Multihead classification #6

appledora · 2024-04-16T07:27:23Z

Hi, thank you for the great baseline repo.
I am trying to setup each dataset (with different number of classes) as a task and perform continual learning. However I am a little lost regarding how the models are handling the multiple heads with potentially different output features. Do you have any suggestions on how this might be addressed?

Currently I am using something like:

class MultiTaskModel(ResNet):
    def __init__(self):
        super(MultiTaskModel, self).__init__(BasicBlock, [2,2,2,2])
        resnet = torchvision.models.resnet34(pretrained=True)
        self.in_feature = resnet.fc.in_features
        self.tasks = []
        self.fc = None

        # add all layers that are not fc or classifier to the model
        self.shared = nn.Sequential()
        for name, module in resnet.named_children():
            if name != 'fc' and name != 'classifiers':
                self.shared.add_module(name, module)
        # self.classifiers.append(resnet.fc)

    
    def set_task(self, task):
        print("Setting task to", task)
        self.tasks.append(task)
        print(f"tasks are {self.tasks}")
        print(f"task index is {task_list.index(task)}")
        # add a new fc layer for the new task
        self.fc = nn.Linear(self.in_feature, classes_per_task[task_list.index(task)])
        self.fc.apply(kaiming_normal_init)
        print(f"fc is {self.fc}")
        
    def forward(self, x):
        x = self.shared(x)
        x = x.view(x.size(0), -1)
        x = self.fc(x)
        return x

But unable to replicate the results for some methods, such as the EWC . If I use the default lambda = 400 as in the repo, the loss becomes Nan .

_____

# EXERCISE INSTRUCTIONS
Retype the part of the forum thread on multihead classification starting at "# add a new" and ending at "x = self.shared(x)".

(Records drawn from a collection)
_____

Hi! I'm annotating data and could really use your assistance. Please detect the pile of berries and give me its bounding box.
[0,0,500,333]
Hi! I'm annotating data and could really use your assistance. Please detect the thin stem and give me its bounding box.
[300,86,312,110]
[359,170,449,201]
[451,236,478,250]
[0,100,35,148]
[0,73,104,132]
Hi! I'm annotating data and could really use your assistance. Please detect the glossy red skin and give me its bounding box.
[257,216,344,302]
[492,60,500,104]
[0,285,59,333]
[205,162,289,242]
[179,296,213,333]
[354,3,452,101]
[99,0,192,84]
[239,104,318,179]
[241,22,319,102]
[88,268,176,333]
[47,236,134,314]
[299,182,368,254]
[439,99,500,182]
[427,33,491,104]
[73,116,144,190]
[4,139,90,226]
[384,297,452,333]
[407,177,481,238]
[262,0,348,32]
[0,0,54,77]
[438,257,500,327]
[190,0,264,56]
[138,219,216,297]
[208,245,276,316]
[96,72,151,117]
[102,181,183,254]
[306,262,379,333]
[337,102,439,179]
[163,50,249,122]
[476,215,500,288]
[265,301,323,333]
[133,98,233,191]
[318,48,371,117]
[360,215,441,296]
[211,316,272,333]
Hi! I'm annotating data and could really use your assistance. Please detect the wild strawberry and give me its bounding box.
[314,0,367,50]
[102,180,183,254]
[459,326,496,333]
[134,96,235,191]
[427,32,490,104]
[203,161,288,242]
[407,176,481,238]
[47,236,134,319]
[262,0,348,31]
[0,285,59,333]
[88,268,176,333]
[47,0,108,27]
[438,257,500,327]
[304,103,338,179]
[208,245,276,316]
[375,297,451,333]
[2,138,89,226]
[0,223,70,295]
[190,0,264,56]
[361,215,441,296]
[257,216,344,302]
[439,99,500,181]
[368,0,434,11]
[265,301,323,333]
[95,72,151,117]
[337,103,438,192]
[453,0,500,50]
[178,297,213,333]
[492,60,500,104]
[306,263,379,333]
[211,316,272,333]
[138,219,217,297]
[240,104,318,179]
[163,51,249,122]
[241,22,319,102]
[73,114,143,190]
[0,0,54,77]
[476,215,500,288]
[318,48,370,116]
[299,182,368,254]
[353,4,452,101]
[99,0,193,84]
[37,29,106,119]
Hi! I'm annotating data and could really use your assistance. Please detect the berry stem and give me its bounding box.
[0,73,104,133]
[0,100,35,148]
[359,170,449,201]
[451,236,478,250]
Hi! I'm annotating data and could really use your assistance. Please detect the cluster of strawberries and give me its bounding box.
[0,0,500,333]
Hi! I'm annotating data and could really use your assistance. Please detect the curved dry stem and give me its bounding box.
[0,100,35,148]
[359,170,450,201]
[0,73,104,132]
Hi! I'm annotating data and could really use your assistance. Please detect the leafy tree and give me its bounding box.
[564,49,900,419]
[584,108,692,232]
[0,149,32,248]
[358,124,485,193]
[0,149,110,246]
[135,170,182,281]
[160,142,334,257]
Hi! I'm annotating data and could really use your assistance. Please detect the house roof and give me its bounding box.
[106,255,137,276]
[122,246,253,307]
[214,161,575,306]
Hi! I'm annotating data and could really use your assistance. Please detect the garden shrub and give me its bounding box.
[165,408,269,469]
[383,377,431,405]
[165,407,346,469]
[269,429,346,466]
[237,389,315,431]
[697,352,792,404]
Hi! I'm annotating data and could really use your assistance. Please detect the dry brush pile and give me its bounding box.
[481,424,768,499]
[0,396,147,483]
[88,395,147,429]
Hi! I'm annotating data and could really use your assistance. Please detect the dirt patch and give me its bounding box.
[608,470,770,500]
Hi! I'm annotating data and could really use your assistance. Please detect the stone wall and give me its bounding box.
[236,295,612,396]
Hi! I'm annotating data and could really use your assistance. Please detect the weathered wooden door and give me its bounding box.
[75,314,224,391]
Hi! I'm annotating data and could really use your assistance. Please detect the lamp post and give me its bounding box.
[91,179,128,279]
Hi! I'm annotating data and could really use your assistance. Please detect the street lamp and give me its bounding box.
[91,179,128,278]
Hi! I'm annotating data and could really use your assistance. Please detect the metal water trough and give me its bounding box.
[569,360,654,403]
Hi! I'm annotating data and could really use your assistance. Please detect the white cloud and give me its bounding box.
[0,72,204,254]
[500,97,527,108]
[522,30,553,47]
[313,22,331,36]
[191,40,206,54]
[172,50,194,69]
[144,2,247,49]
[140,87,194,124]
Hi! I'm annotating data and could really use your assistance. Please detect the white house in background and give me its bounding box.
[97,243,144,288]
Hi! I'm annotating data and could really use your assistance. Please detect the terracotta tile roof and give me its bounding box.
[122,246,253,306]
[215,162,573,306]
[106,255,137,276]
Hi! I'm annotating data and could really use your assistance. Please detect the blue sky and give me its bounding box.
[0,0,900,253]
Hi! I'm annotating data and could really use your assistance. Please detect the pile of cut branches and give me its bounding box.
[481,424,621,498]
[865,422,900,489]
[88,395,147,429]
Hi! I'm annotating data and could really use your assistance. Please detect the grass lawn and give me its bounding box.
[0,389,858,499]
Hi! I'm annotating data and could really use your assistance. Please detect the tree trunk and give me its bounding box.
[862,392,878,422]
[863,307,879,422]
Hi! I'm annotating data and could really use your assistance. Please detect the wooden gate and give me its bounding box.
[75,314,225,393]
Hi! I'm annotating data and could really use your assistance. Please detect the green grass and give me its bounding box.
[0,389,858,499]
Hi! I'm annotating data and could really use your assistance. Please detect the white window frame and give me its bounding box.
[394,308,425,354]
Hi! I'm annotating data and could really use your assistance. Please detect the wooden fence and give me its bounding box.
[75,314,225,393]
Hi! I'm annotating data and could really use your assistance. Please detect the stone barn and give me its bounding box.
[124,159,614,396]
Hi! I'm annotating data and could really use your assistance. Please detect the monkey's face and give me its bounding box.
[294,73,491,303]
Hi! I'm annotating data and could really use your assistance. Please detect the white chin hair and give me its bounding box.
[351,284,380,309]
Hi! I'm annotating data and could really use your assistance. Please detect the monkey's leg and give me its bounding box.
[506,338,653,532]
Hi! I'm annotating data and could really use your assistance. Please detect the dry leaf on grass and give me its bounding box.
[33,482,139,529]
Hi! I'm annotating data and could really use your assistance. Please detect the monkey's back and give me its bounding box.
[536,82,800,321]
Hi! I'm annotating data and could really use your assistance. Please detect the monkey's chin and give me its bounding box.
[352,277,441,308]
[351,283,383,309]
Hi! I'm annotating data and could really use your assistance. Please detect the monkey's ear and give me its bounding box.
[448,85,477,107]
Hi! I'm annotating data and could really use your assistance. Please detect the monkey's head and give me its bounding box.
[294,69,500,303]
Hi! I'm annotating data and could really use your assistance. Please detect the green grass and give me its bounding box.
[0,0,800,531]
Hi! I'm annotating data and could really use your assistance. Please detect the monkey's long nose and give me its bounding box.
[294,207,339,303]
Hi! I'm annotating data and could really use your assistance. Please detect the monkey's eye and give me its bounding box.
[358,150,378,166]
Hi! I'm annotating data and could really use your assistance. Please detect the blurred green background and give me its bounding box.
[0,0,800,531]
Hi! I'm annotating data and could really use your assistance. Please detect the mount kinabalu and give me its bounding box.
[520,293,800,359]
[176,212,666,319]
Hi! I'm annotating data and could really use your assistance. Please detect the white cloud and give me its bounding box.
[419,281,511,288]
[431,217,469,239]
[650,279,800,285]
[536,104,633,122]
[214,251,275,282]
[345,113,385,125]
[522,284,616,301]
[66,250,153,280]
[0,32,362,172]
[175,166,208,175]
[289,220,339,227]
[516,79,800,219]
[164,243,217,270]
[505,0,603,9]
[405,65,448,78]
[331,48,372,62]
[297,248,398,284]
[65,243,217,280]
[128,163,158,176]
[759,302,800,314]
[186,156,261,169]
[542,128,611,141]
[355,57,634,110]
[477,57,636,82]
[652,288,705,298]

_____

# WORKED SOLUTION
# add a new fc layer for the new task
        self.fc = nn.Linear(self.in_feature, classes_per_task[task_list.index(task)])
        self.fc.apply(kaiming_normal_init)
        print(f"fc is {self.fc}")
        
    def forward(self, x):
        x = self.shared(x)